DOCUMENT SEGMENT |
------------------------------------

The Soviet press generally hailed the flight in a style typical of the pre-glasnost days, although that would gradually change in the following months as the space program in general increasingly became a target for public criticism. However, even amid the initial flush of excitement over the successful completion of the mission, there were voices of dissent, surprisingly from the space community itself. Just days after the flight, Roald Sagdeyev, the head of the Institute of Space Research (IKI) and a science adviser to Gorbachov, termed the Soviet shuttle “an outstanding techno­

logical achievement but a costly mistake.” Sagdeyev, who was visiting the United States with dissident scientist Andrey Sakharov, said: “It went up and it came down. But it had absolutely no scientific value. My personal view is that American experi­ence with the Shuttle indicates that from the point of view of cost efficiency, the shuttle is in deep trouble. It is much simpler and cheaper to fly a payload with any kind of expendable vehicle … We have put too much emphasis on manned flight at the expense of unmanned efforts that produced more scientific information at lower cost” [59].

International reaction to the flight was largely positive, with many observers admiring the pinpoint precision of Buran’s automatic landing system. “[The flight] shows that the Russians’ boldness and ambition is matched by their ingenuity,’’ said Soviet space expert James Oberg in an interview for Time magazine. “It blows us out of our last space-operations monopoly’’ [60].

Inevitably omnipresent in the Western reactions were comments on the similarity of Energiya-Buran to the US Space Shuttle. US specialists generally questioned the official Soviet explanation that the laws of aerodynamics require similar designs, pointing out that American engineers considered several quite distinct designs, including some markedly different wing and fuselage shapes, before settling on the one adopted in the early 1970s. Nicholas Johnson, another respected American observer of the Soviet space program, said:

“The fact that the Soviets picked a design identical to ours can’t be coincidental. There’s no doubt they took advantage of a vast amount of engineering devel­opment that went into ours. I don’t think stealing was necessary. A lot of the information was unclassified and open, if you knew where to look for it’’ [61].

------------------------------------

TASK REQUIREMENTS |
1) In the passage on reactions to the Buran flight, which magazine interviewed James Oberg?
2) Quote the passage on reactions to the Buran flight between "Inevitably omnipresent in" and "for it’’ [61].", inclusive.
The data is separate material, unrelated to the passage on reactions to the Buran flight.

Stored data

------------------------------------

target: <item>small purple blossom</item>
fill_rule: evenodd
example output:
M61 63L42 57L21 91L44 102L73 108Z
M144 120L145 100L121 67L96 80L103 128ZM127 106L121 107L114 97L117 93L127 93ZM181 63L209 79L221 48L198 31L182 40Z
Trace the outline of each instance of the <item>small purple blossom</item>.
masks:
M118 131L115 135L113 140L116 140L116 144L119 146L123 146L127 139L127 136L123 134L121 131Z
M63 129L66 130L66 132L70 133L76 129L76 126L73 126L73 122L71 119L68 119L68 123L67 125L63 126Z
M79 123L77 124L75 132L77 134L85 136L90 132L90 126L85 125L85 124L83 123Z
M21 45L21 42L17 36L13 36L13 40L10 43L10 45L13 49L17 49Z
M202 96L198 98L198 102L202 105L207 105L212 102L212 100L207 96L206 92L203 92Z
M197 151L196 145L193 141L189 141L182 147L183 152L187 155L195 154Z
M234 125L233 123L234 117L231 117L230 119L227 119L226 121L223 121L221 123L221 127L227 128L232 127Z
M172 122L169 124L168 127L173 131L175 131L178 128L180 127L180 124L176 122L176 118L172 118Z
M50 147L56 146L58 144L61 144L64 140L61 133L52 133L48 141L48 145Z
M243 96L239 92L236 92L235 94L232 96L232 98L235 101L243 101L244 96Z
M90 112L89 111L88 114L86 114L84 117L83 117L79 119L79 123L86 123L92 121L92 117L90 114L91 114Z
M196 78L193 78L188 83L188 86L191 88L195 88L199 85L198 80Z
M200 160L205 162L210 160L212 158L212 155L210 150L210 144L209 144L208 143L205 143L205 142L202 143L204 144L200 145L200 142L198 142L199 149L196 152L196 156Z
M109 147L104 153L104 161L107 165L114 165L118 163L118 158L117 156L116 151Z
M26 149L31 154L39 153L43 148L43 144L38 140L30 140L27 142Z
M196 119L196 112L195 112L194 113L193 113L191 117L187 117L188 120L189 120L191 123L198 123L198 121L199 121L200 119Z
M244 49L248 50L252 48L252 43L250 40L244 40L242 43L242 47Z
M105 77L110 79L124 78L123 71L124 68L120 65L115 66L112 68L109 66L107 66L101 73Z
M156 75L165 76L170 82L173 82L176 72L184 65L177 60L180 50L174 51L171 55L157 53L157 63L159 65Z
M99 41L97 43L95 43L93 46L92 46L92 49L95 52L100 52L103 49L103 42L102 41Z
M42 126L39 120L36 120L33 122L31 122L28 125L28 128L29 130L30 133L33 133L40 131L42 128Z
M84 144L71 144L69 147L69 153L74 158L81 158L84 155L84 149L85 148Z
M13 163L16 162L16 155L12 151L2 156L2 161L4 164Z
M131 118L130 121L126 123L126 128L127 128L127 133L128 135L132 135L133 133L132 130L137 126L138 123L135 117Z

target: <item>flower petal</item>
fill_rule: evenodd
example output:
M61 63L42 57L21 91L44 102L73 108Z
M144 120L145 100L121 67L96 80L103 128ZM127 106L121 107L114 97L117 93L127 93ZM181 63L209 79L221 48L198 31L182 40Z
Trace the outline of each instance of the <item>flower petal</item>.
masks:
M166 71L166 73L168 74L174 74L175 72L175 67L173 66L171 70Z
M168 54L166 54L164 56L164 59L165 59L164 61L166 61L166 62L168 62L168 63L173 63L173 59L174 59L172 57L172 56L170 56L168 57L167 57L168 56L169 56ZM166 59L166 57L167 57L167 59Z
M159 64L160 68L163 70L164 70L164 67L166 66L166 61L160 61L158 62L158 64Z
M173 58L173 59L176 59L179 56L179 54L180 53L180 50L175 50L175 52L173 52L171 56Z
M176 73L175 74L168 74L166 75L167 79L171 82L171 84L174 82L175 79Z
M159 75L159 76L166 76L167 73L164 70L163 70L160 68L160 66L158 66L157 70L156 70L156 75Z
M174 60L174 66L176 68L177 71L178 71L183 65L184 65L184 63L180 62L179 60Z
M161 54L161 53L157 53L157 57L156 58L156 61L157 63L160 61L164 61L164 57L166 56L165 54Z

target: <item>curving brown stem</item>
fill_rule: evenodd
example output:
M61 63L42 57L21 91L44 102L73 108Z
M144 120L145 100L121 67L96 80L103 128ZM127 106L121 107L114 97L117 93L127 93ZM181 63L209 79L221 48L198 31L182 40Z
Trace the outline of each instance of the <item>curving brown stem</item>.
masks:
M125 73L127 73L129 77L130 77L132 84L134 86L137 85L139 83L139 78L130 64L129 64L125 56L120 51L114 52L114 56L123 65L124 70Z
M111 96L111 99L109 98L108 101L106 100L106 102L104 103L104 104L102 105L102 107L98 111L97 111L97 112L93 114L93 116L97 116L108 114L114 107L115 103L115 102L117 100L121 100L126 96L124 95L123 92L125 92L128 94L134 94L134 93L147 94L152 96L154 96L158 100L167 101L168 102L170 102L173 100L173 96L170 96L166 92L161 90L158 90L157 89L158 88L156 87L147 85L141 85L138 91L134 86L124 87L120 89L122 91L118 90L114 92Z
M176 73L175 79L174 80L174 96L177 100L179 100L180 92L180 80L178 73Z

------------------------------------

SOLVED PROBLEMS |
1) Time magazine

2)
Inevitably omnipresent in the Western reactions were comments on the similarity of Energiya-Buran to the US Space Shuttle. US specialists generally questioned the official Soviet explanation that the laws of aerodynamics require similar designs, pointing out that American engineers considered several quite distinct designs, including some markedly different wing and fuselage shapes, before settling on the one adopted in the early 1970s. Nicholas Johnson, another respected American observer of the Soviet space program, said:

“The fact that the Soviets picked a design identical to ours can’t be coincidental. There’s no doubt they took advantage of a vast amount of engineering devel­opment that went into ours. I don’t think stealing was necessary. A lot of the information was unclassified and open, if you knew where to look for it’’ [61].